[begin DATASET RECORDS]

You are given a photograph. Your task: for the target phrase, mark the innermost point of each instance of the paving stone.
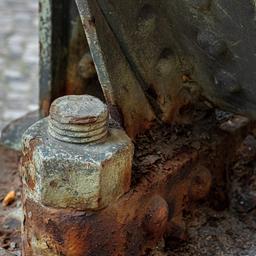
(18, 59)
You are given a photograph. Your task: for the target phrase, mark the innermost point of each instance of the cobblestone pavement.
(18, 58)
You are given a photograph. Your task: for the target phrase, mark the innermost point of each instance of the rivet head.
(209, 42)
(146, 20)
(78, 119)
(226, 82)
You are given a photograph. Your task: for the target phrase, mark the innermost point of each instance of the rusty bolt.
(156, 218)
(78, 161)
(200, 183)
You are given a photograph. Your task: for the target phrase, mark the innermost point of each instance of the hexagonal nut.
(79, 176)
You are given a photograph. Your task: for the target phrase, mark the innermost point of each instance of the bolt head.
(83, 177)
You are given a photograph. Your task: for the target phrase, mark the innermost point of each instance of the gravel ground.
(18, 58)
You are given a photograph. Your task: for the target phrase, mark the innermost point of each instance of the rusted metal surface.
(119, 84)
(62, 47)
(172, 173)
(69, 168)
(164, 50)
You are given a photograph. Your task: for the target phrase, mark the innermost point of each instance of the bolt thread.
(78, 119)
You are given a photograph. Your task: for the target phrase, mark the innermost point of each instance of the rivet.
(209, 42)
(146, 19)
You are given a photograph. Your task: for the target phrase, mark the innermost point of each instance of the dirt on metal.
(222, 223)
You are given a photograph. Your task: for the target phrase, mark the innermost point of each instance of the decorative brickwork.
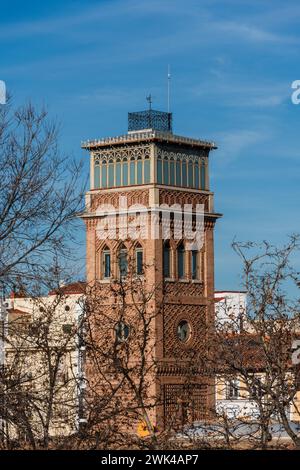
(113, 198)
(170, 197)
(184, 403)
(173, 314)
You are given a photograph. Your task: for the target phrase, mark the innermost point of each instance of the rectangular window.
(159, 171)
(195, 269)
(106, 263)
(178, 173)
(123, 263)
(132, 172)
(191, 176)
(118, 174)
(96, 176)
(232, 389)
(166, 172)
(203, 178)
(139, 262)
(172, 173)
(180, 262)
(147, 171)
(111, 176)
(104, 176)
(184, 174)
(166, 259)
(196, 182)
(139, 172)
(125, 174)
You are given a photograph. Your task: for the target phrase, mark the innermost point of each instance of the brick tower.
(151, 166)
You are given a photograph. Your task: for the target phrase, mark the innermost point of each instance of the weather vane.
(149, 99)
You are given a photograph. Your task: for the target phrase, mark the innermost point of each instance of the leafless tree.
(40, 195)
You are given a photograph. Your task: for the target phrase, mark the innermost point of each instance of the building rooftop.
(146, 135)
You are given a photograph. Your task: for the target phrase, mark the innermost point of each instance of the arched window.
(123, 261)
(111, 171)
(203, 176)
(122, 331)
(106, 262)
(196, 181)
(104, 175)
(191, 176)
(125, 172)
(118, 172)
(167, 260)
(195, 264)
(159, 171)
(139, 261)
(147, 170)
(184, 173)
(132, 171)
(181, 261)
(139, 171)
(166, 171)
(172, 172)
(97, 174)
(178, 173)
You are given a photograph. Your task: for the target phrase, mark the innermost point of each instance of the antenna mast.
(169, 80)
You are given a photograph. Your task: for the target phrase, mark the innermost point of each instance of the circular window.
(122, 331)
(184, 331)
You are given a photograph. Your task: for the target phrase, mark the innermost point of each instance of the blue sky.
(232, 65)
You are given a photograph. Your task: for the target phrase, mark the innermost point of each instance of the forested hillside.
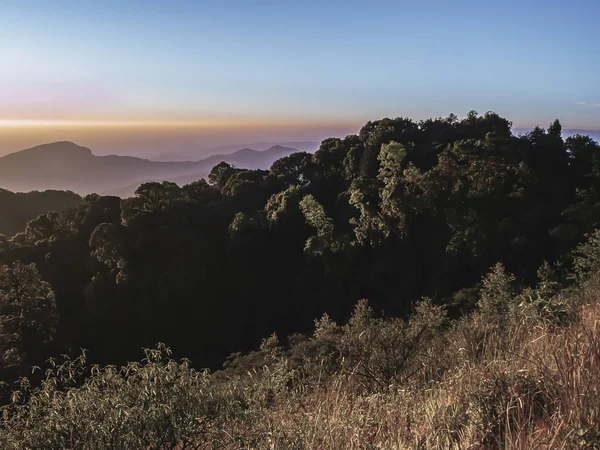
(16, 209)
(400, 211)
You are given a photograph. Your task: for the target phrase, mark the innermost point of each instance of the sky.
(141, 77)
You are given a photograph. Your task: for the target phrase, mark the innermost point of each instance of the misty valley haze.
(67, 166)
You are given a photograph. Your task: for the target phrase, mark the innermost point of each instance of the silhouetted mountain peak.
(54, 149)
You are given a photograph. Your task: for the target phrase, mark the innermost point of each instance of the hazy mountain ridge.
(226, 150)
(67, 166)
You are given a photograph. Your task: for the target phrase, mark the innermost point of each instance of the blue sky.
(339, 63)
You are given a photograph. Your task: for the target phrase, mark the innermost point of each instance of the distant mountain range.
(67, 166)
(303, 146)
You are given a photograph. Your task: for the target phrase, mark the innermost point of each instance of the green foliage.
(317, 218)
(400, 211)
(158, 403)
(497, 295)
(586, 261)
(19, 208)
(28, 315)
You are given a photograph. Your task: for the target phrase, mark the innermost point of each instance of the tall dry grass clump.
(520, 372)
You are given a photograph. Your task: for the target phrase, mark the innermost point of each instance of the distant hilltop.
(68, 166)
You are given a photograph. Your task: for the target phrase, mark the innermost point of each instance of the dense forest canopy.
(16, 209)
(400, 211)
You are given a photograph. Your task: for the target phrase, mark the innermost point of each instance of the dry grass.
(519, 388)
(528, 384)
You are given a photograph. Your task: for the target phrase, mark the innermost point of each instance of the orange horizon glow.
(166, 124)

[end DATASET RECORDS]

* **EXERCISE**:
All preceding records should be duplicated verbatim, images excepted.

* **ANSWER TO THIS PROBLEM**:
You are given a photograph. Your task: for the target phrase, mark the innermost point of each instance of the paving stone.
(18, 59)
You are given a photograph. Your task: for the target phrase, mark the innermost point of each instance of the cobblestone pavement.
(18, 58)
You are given a photograph. Your task: for the target phrase, mark the innermost point of each instance of the rivet head.
(209, 42)
(146, 20)
(78, 119)
(226, 82)
You are given a photograph. Your task: for the target phrase, mark the innermost point of each instance of the rusty bolt.
(156, 218)
(78, 161)
(200, 183)
You are given a photograph. Your task: for the target phrase, mark the innermost point of each instance of the hexagonal nut.
(79, 176)
You are given a photograph. Your task: for the target phrase, mark the innermost point of each instance of the bolt head.
(83, 177)
You are given a photograph. Your task: for the target phrase, mark the innermost point of each instance of the gravel ground.
(18, 58)
You are given a photograph. Your task: for the target phrase, mark the innermost point of each instance of the rusted metal surface.
(119, 84)
(62, 47)
(172, 173)
(69, 168)
(164, 50)
You are given a photograph. Your task: for the target phrase, mark the innermost point of each instance of the bolt thread.
(78, 119)
You are given a photograph. Your task: for the target phrase, mark the innermost point of each instance of the rivet.
(209, 42)
(146, 19)
You are given a photograph. Your task: for the target phrase, mark the innermost point of each instance of the dirt on metal.
(222, 223)
You are given a photograph. Your task: for the target phrase, mark the innermost point of each instance of the decorative brickwork.
(113, 198)
(170, 197)
(184, 403)
(173, 314)
You are given a photograph. Your task: for the target phrase, mark the innermost point of each instance of the rectangular window.
(159, 171)
(195, 269)
(106, 263)
(178, 173)
(123, 263)
(132, 172)
(191, 176)
(118, 174)
(96, 176)
(232, 389)
(166, 172)
(203, 178)
(139, 262)
(172, 173)
(180, 262)
(147, 171)
(111, 176)
(104, 176)
(184, 174)
(166, 259)
(196, 182)
(139, 172)
(125, 174)
You are given a photograph. Your task: for the target phrase, mark the innermost point of each instance of the brick tower.
(151, 166)
You are given a photograph. Your task: for the target phrase, mark the innermost point of each instance of the weather vane.
(149, 99)
You are given a photograph. Your task: for the target phrase, mark the innermost point of each instance of the leafless tree.
(40, 195)
You are given a photograph. Your task: for the target phrase, mark the innermost point of each instance of the building rooftop.
(146, 135)
You are given a photograph. Your task: for the target phrase, mark the innermost point of each instance of the arched window.
(123, 261)
(111, 171)
(203, 176)
(122, 331)
(106, 262)
(196, 181)
(104, 175)
(191, 176)
(125, 172)
(118, 172)
(167, 260)
(195, 264)
(159, 171)
(139, 261)
(147, 170)
(184, 173)
(132, 171)
(181, 261)
(139, 171)
(166, 171)
(172, 172)
(97, 174)
(178, 173)
You are given a photograph. Your task: for the target phrase, mark the innermost point of each instance of the antenna mast.
(169, 80)
You are given a photograph. Your task: for the target phrase, mark the innermost point of each instance of the circular window.
(122, 331)
(184, 331)
You are given a photograph. Your task: for the target phrase, mark the innermost point of each instance of the blue sky.
(232, 65)
You are given a photograph. Your task: for the target phrase, mark the innermost point of each instance of the forested hillside.
(16, 209)
(400, 211)
You are given a photograph. Your task: for the target phrase, mark the innermost point of each instance of the sky.
(141, 77)
You are given a photograph. Your task: for the target phrase, mark the innermost point of each instance of the misty valley haze.
(67, 166)
You are given a photograph. Your task: for the target phrase, mark the innermost point of each instance of the silhouetted mountain peak.
(54, 149)
You are given a photograph. Your task: for the target phrase, mark the innermost point of each instance of the hazy mountain ridge.
(226, 150)
(67, 166)
You are given a photograph. Your task: for the target phrase, mark the innermost point of each instance of the blue sky.
(339, 63)
You are given a photograph. Your task: for the target phrase, mark the innermost point of each instance of the distant mountain range.
(67, 166)
(303, 146)
You are given a photograph. Your task: for the target phrase, mark the innermost point of each instance of the green foliage.
(317, 218)
(400, 211)
(158, 403)
(497, 295)
(586, 261)
(19, 208)
(28, 315)
You are given a photograph. Your task: for the target phrase, mark the innermost point of each instance of the tall dry grass clump.
(520, 372)
You are given a photograph. Your task: for the target phrase, mark the innermost point of each instance of the distant hilltop.
(68, 166)
You are given a photograph. Your task: for the target phrase, mark the innermost point of each instance of the dense forest canopy.
(16, 209)
(400, 211)
You are given a photograph. Your task: for the target phrase, mark the innermost point of each instance of the dry grass.
(519, 388)
(528, 384)
You are given a photograph. Your task: for the target phrase, mark the innermost point of each instance of the orange horizon glow.
(166, 124)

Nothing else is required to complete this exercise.